(Source data)
━━━━━━━━━━━━━━━━━━━━━━━━━━━━━━

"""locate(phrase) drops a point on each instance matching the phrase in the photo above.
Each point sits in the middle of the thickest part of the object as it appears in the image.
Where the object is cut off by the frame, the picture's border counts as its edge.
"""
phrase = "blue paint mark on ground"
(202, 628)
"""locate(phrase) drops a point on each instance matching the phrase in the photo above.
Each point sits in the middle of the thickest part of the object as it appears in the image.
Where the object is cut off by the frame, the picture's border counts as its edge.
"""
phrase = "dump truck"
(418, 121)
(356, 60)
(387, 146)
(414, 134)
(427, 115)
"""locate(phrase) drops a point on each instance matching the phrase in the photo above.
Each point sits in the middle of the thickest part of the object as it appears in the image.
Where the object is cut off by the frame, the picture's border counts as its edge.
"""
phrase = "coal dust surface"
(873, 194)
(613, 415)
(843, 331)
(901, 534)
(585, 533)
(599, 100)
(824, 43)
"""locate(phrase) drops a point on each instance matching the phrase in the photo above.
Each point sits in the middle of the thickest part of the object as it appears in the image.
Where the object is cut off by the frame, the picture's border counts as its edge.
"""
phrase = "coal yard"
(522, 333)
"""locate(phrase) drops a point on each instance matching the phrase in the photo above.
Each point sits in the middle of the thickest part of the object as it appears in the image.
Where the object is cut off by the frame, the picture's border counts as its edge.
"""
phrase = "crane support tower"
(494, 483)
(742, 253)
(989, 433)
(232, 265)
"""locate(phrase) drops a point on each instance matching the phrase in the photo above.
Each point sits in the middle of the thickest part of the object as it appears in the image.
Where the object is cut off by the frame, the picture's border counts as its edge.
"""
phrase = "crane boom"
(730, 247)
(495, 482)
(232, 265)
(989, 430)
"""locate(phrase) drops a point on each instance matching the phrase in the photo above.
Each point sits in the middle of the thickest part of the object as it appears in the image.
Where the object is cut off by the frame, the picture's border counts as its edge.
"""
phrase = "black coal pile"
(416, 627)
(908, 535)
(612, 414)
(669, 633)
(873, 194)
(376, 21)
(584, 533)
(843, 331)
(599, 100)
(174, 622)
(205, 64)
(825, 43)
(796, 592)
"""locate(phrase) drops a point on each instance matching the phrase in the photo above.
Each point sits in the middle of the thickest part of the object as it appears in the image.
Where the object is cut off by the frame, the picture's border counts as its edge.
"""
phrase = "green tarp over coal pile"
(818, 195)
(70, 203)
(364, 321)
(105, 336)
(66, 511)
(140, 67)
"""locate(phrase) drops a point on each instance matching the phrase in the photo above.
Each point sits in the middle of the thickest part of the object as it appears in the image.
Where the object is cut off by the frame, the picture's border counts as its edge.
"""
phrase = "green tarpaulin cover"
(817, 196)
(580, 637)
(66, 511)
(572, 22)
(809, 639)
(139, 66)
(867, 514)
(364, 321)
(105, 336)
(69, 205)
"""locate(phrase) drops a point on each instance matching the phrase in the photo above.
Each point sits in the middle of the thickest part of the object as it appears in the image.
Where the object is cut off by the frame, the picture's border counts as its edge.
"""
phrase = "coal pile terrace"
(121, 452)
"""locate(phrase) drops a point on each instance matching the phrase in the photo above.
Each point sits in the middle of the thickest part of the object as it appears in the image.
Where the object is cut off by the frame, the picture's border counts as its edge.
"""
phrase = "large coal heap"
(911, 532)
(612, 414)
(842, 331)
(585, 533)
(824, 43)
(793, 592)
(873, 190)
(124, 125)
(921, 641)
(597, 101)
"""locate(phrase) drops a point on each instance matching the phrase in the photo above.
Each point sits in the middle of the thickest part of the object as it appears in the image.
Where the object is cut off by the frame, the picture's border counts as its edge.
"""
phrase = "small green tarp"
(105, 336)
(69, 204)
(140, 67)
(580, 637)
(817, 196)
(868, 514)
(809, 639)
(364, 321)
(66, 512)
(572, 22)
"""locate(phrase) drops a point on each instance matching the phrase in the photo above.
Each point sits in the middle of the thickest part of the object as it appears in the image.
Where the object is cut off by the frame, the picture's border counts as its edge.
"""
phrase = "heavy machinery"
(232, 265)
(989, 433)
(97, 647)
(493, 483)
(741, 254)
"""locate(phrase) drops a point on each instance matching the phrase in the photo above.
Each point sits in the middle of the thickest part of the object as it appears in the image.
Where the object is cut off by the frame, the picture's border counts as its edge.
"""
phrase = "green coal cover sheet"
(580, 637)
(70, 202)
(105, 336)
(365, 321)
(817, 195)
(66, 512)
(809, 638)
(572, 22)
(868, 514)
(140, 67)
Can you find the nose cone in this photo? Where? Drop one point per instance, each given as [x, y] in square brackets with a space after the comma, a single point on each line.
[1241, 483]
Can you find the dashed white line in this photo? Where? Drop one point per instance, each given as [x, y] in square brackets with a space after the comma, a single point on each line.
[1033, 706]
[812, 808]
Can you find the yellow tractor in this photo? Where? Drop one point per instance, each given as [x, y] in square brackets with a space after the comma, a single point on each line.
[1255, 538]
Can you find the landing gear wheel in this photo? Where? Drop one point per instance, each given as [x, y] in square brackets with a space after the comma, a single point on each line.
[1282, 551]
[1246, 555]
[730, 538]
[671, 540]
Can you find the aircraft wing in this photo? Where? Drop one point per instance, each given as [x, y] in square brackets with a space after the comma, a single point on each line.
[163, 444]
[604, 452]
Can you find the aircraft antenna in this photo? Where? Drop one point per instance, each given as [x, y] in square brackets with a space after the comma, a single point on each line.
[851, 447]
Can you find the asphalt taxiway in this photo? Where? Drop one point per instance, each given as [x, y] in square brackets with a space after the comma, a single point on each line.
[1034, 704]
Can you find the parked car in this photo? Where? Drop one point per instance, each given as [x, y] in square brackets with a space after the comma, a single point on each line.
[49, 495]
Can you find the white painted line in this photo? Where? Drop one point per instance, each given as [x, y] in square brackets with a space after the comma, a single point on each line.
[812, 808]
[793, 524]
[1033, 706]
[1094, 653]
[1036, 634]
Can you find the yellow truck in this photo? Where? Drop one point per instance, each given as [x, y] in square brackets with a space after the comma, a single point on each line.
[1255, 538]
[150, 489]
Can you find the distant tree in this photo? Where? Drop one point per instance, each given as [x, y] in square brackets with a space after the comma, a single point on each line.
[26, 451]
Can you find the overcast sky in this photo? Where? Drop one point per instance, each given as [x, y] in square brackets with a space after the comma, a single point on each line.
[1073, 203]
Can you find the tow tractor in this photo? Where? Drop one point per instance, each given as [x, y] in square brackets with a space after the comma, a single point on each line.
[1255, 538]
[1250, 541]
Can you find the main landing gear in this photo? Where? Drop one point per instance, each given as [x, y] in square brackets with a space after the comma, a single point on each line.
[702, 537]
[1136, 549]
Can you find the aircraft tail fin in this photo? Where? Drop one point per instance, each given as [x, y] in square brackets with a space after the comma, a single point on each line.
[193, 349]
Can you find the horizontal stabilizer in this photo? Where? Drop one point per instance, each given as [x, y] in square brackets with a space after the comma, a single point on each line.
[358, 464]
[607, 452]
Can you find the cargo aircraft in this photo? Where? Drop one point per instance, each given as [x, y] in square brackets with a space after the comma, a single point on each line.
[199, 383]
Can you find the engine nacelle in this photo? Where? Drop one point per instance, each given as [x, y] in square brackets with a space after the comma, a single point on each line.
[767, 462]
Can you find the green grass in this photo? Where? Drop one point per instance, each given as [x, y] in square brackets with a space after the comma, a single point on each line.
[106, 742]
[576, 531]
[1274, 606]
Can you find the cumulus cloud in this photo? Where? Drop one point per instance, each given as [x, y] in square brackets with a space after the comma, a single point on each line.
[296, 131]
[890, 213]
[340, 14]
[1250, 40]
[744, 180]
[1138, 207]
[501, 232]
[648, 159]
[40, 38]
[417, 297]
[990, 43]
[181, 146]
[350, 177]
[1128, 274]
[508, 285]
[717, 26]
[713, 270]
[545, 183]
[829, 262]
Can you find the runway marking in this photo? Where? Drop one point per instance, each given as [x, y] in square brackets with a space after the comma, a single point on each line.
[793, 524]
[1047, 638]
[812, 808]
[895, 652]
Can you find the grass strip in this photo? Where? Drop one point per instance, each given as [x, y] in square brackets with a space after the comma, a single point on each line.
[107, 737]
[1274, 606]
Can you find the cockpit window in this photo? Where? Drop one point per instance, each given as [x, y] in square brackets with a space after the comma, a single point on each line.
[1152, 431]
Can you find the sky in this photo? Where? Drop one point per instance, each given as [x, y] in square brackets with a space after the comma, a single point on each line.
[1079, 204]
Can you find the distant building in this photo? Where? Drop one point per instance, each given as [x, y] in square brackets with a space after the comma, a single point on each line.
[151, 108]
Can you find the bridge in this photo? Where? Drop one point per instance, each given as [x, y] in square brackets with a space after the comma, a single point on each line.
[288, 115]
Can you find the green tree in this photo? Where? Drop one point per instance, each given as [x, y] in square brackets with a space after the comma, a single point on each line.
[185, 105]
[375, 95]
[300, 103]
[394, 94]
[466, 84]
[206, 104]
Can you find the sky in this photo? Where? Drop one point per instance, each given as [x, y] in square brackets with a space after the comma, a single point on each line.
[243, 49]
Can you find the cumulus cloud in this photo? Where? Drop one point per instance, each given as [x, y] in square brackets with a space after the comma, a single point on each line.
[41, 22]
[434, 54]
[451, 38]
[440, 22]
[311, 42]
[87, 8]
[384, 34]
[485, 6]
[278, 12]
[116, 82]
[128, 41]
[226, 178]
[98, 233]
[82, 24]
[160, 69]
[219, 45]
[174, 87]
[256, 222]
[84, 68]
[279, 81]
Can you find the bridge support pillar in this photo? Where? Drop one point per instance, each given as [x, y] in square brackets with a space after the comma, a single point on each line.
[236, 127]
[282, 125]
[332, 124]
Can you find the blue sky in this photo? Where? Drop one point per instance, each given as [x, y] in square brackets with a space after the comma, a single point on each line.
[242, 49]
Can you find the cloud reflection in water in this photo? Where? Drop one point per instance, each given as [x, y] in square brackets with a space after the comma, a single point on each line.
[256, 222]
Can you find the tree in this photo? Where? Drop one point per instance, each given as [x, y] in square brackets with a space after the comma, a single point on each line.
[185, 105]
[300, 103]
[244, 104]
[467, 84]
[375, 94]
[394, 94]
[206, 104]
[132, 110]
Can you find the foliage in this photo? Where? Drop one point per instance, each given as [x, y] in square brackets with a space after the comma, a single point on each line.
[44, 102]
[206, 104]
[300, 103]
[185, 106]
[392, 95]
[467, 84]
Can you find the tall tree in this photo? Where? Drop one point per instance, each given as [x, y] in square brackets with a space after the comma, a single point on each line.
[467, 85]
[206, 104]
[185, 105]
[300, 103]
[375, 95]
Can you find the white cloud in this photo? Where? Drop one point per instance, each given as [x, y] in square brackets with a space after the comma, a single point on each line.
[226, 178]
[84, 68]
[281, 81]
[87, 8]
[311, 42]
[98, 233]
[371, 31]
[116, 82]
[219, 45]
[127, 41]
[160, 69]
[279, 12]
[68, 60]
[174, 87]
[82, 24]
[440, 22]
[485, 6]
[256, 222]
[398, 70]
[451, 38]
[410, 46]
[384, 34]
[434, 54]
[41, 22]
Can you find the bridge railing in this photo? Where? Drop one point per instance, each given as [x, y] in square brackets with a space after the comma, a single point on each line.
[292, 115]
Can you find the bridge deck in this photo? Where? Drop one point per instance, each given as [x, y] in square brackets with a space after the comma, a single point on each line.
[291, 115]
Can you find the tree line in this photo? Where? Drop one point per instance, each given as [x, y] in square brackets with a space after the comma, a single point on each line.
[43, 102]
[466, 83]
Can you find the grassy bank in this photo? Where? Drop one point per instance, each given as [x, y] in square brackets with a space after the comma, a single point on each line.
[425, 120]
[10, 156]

━━━━━━━━━━━━━━━━━━━━━━━━━━━━━━

• _Your goal_
Exactly the lines from the one containing "Can you find the tree line" through the last line of the records are to be transcribed, both endpoints included.

• _Written solution_
Can you find the tree line in this photo? Where? Drop one point per instance, each given as [x, y] in square brackets with a space after the comma, a single point on each line.
[43, 102]
[466, 83]
Can you find the grassy bank in this photo? Where? Drop one point per instance, each given as [x, y] in square brackets with a space after the comma, a single point on each line.
[425, 120]
[10, 156]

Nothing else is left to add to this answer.